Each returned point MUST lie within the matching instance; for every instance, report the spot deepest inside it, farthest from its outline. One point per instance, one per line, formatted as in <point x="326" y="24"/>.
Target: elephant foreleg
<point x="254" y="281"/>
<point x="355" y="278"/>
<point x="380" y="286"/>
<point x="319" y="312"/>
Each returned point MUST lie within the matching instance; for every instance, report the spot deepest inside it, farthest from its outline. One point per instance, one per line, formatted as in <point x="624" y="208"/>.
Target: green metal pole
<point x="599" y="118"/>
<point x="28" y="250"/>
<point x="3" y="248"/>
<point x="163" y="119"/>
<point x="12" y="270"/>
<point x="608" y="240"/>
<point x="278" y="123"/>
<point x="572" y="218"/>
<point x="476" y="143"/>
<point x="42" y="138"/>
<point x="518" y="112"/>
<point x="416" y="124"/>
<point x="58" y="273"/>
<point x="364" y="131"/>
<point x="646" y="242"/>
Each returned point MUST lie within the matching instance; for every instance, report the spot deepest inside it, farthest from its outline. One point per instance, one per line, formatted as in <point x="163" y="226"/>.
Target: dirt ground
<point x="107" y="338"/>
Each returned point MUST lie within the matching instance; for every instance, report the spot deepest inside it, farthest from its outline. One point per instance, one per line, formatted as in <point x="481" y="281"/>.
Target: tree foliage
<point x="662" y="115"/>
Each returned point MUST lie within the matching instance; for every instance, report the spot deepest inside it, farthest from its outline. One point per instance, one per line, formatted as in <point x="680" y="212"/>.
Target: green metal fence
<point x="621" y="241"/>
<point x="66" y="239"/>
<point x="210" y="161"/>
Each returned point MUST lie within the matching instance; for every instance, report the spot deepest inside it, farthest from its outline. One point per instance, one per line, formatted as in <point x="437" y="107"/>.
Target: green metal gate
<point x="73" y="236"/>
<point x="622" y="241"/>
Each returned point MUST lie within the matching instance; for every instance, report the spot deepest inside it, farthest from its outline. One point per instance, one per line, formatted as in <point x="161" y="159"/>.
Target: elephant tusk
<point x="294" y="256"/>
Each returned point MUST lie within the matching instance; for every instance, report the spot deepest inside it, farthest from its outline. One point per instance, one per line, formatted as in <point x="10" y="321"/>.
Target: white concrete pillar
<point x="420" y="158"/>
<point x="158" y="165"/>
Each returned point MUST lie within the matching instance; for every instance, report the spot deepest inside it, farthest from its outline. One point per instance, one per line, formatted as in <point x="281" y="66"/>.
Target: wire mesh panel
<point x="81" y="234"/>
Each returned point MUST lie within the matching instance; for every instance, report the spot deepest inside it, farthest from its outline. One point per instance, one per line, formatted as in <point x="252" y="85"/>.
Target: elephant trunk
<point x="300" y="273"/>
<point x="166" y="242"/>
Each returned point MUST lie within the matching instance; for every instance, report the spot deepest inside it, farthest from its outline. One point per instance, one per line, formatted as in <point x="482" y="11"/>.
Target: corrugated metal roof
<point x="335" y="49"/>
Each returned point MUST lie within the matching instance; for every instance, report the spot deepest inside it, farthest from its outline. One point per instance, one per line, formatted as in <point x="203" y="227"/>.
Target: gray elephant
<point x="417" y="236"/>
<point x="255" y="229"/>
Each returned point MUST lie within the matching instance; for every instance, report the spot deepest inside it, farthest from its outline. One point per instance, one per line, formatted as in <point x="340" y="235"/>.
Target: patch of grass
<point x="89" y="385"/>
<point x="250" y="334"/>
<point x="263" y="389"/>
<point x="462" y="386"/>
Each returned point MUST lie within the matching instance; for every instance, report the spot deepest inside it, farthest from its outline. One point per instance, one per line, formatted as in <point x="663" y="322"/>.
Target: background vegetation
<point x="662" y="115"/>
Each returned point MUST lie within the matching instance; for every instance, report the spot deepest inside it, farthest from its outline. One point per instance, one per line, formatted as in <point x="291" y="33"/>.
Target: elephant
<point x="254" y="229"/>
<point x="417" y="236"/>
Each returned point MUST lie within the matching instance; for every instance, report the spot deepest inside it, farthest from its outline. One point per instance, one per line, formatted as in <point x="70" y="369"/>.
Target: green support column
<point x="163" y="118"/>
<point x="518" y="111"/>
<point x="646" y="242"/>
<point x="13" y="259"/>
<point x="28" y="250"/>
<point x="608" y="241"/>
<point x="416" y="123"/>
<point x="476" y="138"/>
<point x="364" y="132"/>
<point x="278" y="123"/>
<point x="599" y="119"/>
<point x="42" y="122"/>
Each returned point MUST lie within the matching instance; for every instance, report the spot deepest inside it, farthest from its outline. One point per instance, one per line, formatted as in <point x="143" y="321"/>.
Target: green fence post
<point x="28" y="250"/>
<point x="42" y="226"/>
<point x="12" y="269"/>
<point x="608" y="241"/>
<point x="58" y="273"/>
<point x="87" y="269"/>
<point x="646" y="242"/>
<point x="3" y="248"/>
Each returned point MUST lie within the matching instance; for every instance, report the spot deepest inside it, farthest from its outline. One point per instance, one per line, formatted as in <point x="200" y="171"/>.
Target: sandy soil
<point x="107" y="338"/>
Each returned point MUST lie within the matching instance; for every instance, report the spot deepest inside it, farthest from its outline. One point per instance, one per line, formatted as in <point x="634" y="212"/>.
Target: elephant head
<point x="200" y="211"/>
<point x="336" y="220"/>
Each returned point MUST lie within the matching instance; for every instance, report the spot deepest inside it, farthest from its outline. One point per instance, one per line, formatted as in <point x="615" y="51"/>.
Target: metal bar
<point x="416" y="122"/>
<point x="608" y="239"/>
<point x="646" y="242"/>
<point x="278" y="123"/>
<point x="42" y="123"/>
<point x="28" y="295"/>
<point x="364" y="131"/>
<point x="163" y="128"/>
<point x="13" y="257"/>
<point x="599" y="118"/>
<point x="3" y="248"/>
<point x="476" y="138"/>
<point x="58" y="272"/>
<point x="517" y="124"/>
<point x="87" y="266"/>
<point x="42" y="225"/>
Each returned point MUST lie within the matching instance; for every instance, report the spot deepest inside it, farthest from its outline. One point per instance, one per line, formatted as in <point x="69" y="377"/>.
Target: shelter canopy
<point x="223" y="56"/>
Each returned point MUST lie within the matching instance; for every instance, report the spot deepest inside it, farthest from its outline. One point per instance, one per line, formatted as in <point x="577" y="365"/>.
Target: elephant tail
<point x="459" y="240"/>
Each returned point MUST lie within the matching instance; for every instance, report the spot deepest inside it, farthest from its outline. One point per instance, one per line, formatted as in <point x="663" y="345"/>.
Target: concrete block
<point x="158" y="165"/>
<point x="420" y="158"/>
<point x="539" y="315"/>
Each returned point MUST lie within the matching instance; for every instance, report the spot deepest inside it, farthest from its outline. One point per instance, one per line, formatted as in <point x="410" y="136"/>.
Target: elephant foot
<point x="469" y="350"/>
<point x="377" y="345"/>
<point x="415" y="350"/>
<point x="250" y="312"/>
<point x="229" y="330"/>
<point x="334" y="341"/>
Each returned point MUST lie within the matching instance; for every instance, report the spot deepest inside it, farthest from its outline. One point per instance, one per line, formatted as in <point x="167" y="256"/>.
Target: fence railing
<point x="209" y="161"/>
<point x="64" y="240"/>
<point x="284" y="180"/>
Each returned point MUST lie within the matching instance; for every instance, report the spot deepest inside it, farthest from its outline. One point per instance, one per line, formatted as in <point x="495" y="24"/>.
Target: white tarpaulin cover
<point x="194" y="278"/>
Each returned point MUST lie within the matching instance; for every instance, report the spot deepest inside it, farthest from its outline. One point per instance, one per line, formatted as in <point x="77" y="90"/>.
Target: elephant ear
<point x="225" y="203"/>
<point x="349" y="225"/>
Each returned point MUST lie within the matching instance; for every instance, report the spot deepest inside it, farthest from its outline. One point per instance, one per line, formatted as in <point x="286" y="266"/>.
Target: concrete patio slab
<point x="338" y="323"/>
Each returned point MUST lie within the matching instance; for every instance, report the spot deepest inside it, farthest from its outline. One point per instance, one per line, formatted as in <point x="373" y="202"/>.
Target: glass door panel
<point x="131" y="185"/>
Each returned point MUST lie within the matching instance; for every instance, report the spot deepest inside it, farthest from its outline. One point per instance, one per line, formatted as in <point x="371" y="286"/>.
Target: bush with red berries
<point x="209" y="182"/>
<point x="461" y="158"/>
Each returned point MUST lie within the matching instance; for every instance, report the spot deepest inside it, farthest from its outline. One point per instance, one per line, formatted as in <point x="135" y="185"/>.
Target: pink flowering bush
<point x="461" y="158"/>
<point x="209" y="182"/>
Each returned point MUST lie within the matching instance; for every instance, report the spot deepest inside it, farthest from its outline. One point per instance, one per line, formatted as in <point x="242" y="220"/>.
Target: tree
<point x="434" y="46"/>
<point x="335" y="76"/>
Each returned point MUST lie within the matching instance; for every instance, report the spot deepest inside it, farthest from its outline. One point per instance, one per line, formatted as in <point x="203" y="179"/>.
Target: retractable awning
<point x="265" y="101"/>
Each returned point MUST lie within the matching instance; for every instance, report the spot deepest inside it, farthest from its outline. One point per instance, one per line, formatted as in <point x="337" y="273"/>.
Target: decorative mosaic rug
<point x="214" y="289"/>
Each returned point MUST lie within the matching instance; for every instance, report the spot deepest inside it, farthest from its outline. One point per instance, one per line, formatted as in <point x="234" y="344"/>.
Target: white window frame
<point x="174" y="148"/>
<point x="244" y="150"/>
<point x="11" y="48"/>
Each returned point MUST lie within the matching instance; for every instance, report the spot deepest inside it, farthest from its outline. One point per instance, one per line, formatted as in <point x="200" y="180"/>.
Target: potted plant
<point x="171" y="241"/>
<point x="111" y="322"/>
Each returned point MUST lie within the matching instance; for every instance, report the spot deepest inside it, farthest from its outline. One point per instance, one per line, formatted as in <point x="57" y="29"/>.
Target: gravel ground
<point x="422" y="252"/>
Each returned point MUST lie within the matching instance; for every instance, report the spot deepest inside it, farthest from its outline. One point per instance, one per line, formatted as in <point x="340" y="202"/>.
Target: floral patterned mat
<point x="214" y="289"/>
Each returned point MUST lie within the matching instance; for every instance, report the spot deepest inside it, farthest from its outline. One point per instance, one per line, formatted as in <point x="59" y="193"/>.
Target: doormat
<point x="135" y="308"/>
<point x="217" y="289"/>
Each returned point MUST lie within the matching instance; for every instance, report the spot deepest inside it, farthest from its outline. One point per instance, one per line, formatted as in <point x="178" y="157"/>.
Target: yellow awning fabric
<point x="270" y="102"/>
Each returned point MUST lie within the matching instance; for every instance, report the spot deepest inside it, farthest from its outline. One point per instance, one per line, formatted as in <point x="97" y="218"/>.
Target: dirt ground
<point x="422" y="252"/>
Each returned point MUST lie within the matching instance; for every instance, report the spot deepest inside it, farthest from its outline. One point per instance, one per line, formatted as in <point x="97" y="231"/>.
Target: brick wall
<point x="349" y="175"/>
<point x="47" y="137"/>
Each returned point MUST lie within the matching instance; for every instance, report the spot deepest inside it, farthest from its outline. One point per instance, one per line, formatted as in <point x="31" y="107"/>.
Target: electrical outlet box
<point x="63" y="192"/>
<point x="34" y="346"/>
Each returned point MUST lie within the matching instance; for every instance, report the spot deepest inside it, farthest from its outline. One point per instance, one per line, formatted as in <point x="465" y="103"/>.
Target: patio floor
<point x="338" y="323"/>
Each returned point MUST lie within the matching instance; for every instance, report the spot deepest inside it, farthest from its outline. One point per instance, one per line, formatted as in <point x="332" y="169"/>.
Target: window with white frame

**EXERCISE OBJECTIVE**:
Report each line of the entries above that contains the string "window". Matching is case-sensitive.

**RESULT BELOW**:
Target: white window frame
Target: window with white frame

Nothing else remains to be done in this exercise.